● YOUR TASK
Type out the stretch of the deep decarbonization cost passage from "We don’t have" through "keep you posted.", unchanged.
═════ SELECTED TEXT
Preliminary Total Cost Indicators

We don’t have a comprehensive estimate of what “deep decarbonization” might cost in total yet. But we’re working on it.  A planned follow-up spreadsheet tool will allow for user-defined estimating and “what-if” analyses of such details. We think this should take about 6 months. We will keep you posted.

For the interim, we have this: In 2017, the U.S. population was 325.7 million.  Therefore, for every $5 Trillion, the cost would be $15,352 per person ($5,000,000,000,000 / 325,700,000 people). We believe we are conservatively looking at a total cost of deep decarbonization in the U. S. that is several multiples (3 or more) of $15,352 per person. In terms of adverse economic impacts upon American households, the total costs of deep decarbonization through electrification likely exceeds $100,000.
══════════
═════ SUPPLIED RECORDS
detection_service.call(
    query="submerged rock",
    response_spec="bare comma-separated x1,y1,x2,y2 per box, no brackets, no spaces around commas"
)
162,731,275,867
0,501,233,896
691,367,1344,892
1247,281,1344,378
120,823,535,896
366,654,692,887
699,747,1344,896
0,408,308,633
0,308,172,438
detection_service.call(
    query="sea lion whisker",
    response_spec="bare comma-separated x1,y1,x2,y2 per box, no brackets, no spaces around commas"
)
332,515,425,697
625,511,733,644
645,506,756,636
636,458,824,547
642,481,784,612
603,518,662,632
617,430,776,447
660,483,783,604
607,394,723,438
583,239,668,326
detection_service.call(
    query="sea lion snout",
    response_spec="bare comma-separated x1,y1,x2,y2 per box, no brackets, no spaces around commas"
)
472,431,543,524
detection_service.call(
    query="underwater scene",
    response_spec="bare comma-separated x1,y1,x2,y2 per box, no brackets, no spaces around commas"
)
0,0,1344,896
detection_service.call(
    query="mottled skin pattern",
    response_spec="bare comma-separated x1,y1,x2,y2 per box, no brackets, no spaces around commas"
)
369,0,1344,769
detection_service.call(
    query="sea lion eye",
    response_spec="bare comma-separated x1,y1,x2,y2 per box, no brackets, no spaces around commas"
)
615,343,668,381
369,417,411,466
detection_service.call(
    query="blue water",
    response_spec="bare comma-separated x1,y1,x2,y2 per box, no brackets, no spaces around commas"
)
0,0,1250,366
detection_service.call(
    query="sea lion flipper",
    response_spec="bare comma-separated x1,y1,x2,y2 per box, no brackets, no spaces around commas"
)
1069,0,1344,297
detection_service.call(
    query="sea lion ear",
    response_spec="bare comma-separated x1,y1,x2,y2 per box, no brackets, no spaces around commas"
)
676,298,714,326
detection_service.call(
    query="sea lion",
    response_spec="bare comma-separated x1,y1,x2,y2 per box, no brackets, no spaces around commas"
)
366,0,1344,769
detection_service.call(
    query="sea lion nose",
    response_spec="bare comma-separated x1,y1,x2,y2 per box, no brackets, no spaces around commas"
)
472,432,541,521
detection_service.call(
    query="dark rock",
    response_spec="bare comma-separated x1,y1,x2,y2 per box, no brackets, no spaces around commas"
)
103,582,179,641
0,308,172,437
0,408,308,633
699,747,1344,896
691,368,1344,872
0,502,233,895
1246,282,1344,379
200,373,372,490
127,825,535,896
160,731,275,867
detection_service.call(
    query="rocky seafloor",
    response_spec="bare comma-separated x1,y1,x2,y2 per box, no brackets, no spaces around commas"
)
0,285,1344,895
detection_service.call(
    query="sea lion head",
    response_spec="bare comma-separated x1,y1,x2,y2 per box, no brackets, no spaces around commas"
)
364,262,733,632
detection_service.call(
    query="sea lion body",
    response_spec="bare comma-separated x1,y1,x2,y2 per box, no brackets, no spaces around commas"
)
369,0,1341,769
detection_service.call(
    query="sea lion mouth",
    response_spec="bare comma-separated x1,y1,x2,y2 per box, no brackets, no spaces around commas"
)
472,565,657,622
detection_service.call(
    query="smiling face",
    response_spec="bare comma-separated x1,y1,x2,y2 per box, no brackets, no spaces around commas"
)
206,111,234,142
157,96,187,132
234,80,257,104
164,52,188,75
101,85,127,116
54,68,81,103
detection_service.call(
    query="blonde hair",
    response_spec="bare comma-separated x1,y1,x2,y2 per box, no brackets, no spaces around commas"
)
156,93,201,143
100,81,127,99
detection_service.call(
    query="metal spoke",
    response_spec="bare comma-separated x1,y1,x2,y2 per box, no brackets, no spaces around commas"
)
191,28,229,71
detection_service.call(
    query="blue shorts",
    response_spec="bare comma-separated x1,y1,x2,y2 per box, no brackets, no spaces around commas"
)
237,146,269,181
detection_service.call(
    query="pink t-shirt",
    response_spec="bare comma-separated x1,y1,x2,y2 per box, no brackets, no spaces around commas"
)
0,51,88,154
══════════
● ANSWER TO THIS TASK
We don’t have a comprehensive estimate of what “deep decarbonization” might cost in total yet. But we’re working on it.  A planned follow-up spreadsheet tool will allow for user-defined estimating and “what-if” analyses of such details. We think this should take about 6 months. We will keep you posted.